(Items from a data source)
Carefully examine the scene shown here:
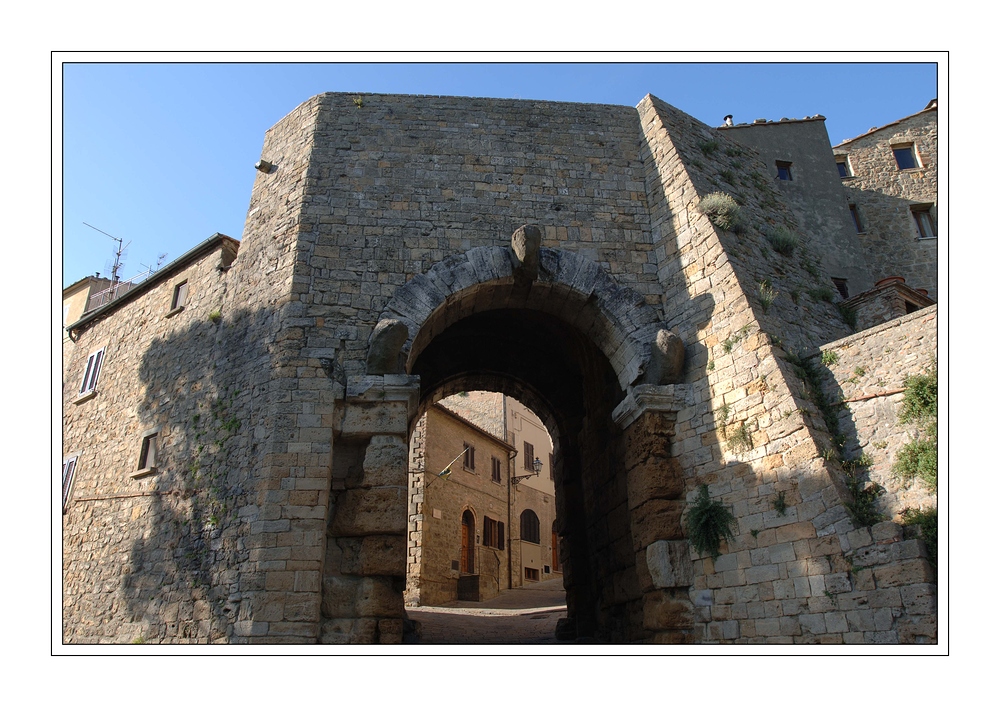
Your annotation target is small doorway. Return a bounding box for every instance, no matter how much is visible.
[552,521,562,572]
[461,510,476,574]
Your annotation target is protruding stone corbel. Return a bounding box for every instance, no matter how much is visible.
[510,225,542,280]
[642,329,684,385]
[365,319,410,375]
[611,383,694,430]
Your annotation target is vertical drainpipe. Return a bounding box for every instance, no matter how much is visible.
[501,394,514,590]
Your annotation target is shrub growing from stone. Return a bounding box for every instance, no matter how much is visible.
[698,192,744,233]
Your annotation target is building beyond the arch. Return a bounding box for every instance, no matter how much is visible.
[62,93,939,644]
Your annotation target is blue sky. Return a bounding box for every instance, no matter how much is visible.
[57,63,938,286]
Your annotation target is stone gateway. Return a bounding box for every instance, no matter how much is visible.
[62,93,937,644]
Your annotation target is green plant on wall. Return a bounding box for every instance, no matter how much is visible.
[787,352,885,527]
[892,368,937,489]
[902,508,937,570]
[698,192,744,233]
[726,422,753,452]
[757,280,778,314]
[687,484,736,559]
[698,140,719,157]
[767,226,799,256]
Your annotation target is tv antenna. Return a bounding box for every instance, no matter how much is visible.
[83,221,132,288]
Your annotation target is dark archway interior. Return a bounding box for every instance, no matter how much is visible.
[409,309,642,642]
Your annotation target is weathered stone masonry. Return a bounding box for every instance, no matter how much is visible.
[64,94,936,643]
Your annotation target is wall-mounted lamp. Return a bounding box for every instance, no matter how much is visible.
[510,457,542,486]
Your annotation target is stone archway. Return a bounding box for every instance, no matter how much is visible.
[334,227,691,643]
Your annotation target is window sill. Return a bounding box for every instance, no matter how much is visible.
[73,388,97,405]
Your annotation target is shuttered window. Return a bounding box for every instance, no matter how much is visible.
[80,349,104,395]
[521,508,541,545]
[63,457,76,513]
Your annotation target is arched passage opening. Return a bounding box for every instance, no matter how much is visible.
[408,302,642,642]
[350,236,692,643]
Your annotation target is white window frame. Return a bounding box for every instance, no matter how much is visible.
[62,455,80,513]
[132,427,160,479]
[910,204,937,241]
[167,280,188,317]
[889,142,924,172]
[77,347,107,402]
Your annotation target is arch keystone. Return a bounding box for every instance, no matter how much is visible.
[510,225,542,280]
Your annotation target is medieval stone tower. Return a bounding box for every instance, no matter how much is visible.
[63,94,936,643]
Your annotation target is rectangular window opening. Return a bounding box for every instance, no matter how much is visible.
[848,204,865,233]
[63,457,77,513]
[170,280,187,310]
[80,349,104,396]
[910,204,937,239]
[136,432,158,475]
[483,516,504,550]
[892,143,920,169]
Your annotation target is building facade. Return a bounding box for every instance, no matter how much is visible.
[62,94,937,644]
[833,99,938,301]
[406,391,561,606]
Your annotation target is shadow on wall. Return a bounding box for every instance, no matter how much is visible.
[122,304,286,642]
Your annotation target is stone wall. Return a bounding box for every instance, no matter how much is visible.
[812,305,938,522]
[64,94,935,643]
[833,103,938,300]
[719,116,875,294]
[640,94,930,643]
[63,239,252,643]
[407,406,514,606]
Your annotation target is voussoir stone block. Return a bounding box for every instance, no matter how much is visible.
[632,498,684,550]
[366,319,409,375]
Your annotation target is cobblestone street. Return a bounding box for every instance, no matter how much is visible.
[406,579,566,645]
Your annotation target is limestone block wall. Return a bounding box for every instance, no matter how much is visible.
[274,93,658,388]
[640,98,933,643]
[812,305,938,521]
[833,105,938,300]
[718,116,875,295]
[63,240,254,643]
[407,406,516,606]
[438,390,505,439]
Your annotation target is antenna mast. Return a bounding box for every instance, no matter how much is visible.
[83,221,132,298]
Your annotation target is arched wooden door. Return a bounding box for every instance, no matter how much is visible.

» **EXERCISE INSTRUCTIONS**
Convert the data, from the line containing "Your annotation target is shadow" through the last line, both included, into a Markdown table with the columns "Row" and "Data line". Number each line and leave out any blank lines.

» **ANSWER TO THE TASK**
| Row | Data line |
|---|---|
| 1 | Your annotation target is shadow on wall. Return a bounding box for every instance, no matter how much is visible. |
| 2 | [122,304,286,642] |
| 3 | Your annotation target is stone wall. Return a bounding box for every instance, no matter how much is visible. |
| 4 | [812,305,938,522] |
| 5 | [64,94,935,643] |
| 6 | [833,103,938,300] |
| 7 | [719,116,875,294] |
| 8 | [640,94,930,643] |
| 9 | [63,239,252,643] |
| 10 | [407,406,514,606] |
| 11 | Your annotation target is voussoir stone block. Return a bounding box for every instance, no matter how much is visible. |
| 12 | [632,498,684,550] |
| 13 | [366,319,409,375] |
| 14 | Your annotation target is cobblestone street. Return a bounding box for every instance, no matter how much is visible. |
| 15 | [406,579,566,645] |
| 16 | Your annotation target is limestone block wall. Return a bounding box for every instance, no matter how much is visible. |
| 17 | [274,93,658,388] |
| 18 | [640,98,933,643] |
| 19 | [812,305,938,521] |
| 20 | [833,105,938,300] |
| 21 | [718,116,875,295] |
| 22 | [63,240,254,643] |
| 23 | [407,406,516,606] |
| 24 | [438,390,505,439] |
| 25 | Your annotation target is antenna mast. Return a bounding box for every instance, no matter how much is visible. |
| 26 | [83,221,132,298] |
| 27 | Your annotation target is arched wooden door. Return a bounding box for every instance, no matter how much is visible. |